● **Required action**
Below are some records; return all of them exactly as they are.

Stored data entries:
*****

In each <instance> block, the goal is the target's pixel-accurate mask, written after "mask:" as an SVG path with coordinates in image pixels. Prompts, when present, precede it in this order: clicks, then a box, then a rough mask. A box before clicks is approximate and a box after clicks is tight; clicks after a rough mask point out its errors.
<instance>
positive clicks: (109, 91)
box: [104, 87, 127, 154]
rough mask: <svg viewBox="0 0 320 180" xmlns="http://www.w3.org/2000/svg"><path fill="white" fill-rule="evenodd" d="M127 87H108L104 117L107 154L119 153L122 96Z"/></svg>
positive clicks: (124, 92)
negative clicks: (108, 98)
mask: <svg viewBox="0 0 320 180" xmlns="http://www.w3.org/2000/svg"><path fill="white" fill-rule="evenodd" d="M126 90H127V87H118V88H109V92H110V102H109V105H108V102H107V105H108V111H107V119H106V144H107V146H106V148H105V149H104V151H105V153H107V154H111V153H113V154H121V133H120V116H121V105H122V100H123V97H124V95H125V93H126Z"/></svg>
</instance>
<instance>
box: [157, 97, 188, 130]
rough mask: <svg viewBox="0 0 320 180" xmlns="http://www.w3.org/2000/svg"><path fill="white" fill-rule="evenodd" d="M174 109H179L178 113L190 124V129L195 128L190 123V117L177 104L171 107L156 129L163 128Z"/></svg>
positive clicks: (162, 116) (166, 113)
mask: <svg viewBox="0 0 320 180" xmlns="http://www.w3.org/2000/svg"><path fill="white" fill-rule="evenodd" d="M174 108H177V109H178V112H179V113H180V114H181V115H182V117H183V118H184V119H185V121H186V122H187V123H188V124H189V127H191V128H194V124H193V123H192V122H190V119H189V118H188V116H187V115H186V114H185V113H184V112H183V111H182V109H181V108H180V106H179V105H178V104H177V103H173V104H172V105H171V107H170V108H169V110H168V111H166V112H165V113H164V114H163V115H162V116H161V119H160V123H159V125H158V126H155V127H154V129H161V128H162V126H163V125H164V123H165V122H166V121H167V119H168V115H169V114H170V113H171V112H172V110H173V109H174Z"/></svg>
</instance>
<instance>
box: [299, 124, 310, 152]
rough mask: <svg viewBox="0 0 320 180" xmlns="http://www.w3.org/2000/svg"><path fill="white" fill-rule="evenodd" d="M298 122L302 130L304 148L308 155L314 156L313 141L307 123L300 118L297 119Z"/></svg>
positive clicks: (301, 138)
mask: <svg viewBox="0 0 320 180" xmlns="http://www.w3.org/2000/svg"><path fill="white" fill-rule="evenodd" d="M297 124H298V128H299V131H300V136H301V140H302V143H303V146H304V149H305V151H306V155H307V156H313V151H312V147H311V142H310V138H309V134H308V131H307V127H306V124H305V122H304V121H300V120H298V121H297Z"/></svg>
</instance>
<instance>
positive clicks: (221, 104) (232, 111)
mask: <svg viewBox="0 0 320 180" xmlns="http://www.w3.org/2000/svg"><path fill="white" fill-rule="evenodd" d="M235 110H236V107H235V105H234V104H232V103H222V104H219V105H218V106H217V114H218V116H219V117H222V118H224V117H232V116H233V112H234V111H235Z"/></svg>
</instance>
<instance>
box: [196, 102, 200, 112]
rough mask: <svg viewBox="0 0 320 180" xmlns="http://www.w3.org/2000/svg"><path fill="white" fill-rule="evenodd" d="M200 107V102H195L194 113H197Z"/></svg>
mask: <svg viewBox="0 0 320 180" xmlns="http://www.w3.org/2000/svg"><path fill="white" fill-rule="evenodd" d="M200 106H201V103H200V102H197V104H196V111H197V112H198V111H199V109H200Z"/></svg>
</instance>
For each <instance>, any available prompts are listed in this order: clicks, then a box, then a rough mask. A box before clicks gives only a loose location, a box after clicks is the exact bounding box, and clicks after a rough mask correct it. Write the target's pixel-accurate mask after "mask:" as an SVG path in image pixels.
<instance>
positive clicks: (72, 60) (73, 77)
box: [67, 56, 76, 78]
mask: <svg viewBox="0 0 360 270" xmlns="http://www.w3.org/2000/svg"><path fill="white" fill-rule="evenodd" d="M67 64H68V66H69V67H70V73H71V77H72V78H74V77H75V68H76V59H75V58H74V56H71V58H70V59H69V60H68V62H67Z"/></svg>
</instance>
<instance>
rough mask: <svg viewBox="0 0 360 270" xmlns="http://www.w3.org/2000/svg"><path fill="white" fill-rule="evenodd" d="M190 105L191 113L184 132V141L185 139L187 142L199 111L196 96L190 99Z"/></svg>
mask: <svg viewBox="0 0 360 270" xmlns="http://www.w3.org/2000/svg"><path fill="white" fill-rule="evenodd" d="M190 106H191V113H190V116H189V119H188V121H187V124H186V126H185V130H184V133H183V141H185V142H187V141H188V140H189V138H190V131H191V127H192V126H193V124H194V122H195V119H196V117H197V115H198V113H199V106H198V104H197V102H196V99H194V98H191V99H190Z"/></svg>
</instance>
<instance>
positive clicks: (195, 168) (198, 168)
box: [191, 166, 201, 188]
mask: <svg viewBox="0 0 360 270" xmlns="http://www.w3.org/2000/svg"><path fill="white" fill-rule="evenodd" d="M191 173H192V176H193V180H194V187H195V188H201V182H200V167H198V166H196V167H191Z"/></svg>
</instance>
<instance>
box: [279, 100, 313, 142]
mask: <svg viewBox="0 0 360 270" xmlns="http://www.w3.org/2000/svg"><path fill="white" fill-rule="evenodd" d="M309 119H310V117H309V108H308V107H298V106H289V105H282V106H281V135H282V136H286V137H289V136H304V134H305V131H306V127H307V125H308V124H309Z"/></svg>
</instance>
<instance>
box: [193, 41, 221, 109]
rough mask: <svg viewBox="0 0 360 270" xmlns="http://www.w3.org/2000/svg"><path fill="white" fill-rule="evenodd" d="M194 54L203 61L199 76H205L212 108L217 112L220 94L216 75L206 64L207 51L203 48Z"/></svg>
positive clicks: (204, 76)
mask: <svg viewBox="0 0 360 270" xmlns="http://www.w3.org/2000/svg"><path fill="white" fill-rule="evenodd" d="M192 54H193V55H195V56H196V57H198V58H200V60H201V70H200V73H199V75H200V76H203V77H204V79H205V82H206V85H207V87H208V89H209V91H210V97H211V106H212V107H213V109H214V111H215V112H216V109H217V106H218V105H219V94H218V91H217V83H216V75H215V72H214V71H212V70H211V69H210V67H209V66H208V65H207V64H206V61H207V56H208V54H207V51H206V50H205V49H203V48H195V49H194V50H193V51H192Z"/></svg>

*****

● **Your solution**
In each <instance> block, the goal is the target's pixel-accurate mask, written after "mask:" as an SVG path with coordinates in image pixels. Prompts, when present, precede it in this order: clicks, then a box, then a rough mask. A box before clicks is approximate and a box after clicks is tight; clicks after a rough mask point out its errors.
<instance>
positive clicks: (109, 91)
box: [104, 87, 127, 154]
rough mask: <svg viewBox="0 0 320 180" xmlns="http://www.w3.org/2000/svg"><path fill="white" fill-rule="evenodd" d="M127 87H108L104 117L107 154L119 153L122 96Z"/></svg>
positive clicks: (124, 92)
negative clicks: (108, 98)
mask: <svg viewBox="0 0 320 180" xmlns="http://www.w3.org/2000/svg"><path fill="white" fill-rule="evenodd" d="M126 90H127V87H118V88H109V92H110V102H109V105H108V102H107V105H108V111H107V119H106V144H107V146H106V148H105V149H104V151H105V153H107V154H111V153H113V154H121V133H120V116H121V105H122V100H123V97H124V95H125V93H126Z"/></svg>
</instance>
<instance>
box: [157, 97, 188, 130]
rough mask: <svg viewBox="0 0 320 180" xmlns="http://www.w3.org/2000/svg"><path fill="white" fill-rule="evenodd" d="M174 109H179L178 113L190 124V129L195 128L190 123V117L177 104L171 107L156 129L163 128Z"/></svg>
positive clicks: (162, 116) (166, 113)
mask: <svg viewBox="0 0 320 180" xmlns="http://www.w3.org/2000/svg"><path fill="white" fill-rule="evenodd" d="M174 108H177V109H178V112H179V113H180V114H181V115H182V117H183V118H184V119H185V121H186V122H187V123H188V124H189V127H191V128H194V124H193V123H192V122H190V119H189V118H188V116H187V115H186V114H185V113H184V112H183V111H182V109H181V108H180V106H179V105H178V104H177V103H173V104H172V105H171V107H170V108H169V110H168V111H166V112H165V113H164V114H163V115H162V116H161V119H160V123H159V125H158V126H155V127H154V129H161V128H162V126H163V125H164V123H165V122H166V121H167V119H168V115H169V114H170V113H171V112H172V110H173V109H174Z"/></svg>
</instance>
<instance>
box: [299, 124, 310, 152]
rough mask: <svg viewBox="0 0 320 180" xmlns="http://www.w3.org/2000/svg"><path fill="white" fill-rule="evenodd" d="M298 122L302 130L304 148L308 155L314 156L313 141L307 123L300 118L297 119Z"/></svg>
positive clicks: (301, 138)
mask: <svg viewBox="0 0 320 180" xmlns="http://www.w3.org/2000/svg"><path fill="white" fill-rule="evenodd" d="M297 124H298V128H299V131H300V136H301V140H302V143H303V146H304V149H305V151H306V155H307V156H313V151H312V147H311V142H310V138H309V134H308V131H307V127H306V124H305V122H304V121H300V120H298V121H297Z"/></svg>
</instance>
<instance>
positive clicks: (221, 104) (232, 111)
mask: <svg viewBox="0 0 320 180" xmlns="http://www.w3.org/2000/svg"><path fill="white" fill-rule="evenodd" d="M235 110H236V107H235V105H234V104H232V103H222V104H219V105H218V106H217V114H218V116H219V117H222V118H224V117H232V116H233V112H234V111H235Z"/></svg>
</instance>
<instance>
box: [196, 102, 200, 112]
rough mask: <svg viewBox="0 0 320 180" xmlns="http://www.w3.org/2000/svg"><path fill="white" fill-rule="evenodd" d="M200 107V102H195L194 113H197Z"/></svg>
mask: <svg viewBox="0 0 320 180" xmlns="http://www.w3.org/2000/svg"><path fill="white" fill-rule="evenodd" d="M200 106H201V103H200V102H197V104H196V111H197V112H198V111H199V109H200Z"/></svg>
</instance>
For each <instance>, any available prompts are listed in this order: clicks, then a box, then a rough mask. A box before clicks gives only a loose location, a box after clicks is the exact bounding box, and clicks after a rough mask correct it. Write the target's pixel-accurate mask after "mask:" as an SVG path in image pixels.
<instance>
positive clicks: (72, 60) (73, 77)
box: [67, 56, 76, 78]
mask: <svg viewBox="0 0 360 270" xmlns="http://www.w3.org/2000/svg"><path fill="white" fill-rule="evenodd" d="M67 64H68V66H69V67H70V73H71V77H72V78H74V77H75V68H76V59H75V58H74V56H71V58H70V59H69V60H68V62H67Z"/></svg>
</instance>
<instance>
rough mask: <svg viewBox="0 0 360 270" xmlns="http://www.w3.org/2000/svg"><path fill="white" fill-rule="evenodd" d="M190 105L191 113L184 132V141L185 139L187 142L199 111L196 96L190 99Z"/></svg>
mask: <svg viewBox="0 0 360 270" xmlns="http://www.w3.org/2000/svg"><path fill="white" fill-rule="evenodd" d="M190 106H191V113H190V116H189V119H188V121H187V124H186V126H185V130H184V133H183V141H185V142H187V141H188V140H189V138H190V131H191V127H192V126H193V124H194V122H195V119H196V117H197V115H198V113H199V106H198V104H197V102H196V99H194V98H191V99H190Z"/></svg>
</instance>
<instance>
positive clicks: (195, 168) (198, 168)
box: [191, 166, 201, 188]
mask: <svg viewBox="0 0 360 270" xmlns="http://www.w3.org/2000/svg"><path fill="white" fill-rule="evenodd" d="M191 173H192V176H193V180H194V187H195V188H201V182H200V167H198V166H196V167H191Z"/></svg>
</instance>
<instance>
box: [279, 100, 313, 142]
mask: <svg viewBox="0 0 360 270" xmlns="http://www.w3.org/2000/svg"><path fill="white" fill-rule="evenodd" d="M309 119H310V117H309V108H308V107H298V106H289V105H282V106H281V135H282V136H286V137H289V136H304V134H305V131H306V127H307V125H308V124H309Z"/></svg>
</instance>
<instance>
box: [193, 41, 221, 109]
rough mask: <svg viewBox="0 0 360 270" xmlns="http://www.w3.org/2000/svg"><path fill="white" fill-rule="evenodd" d="M194 54L203 61L199 76H205L212 108L217 112L220 94L216 75L206 64L207 51L203 48Z"/></svg>
positive clicks: (204, 76)
mask: <svg viewBox="0 0 360 270" xmlns="http://www.w3.org/2000/svg"><path fill="white" fill-rule="evenodd" d="M192 54H193V55H195V56H196V57H198V58H200V60H201V70H200V73H199V75H200V76H203V77H204V79H205V82H206V85H207V87H208V89H209V91H210V97H211V106H212V107H213V109H214V111H215V112H216V109H217V106H218V105H219V94H218V91H217V83H216V75H215V72H214V71H212V70H211V69H210V67H209V66H208V65H207V64H206V61H207V56H208V54H207V51H206V50H205V49H203V48H195V49H194V50H193V51H192Z"/></svg>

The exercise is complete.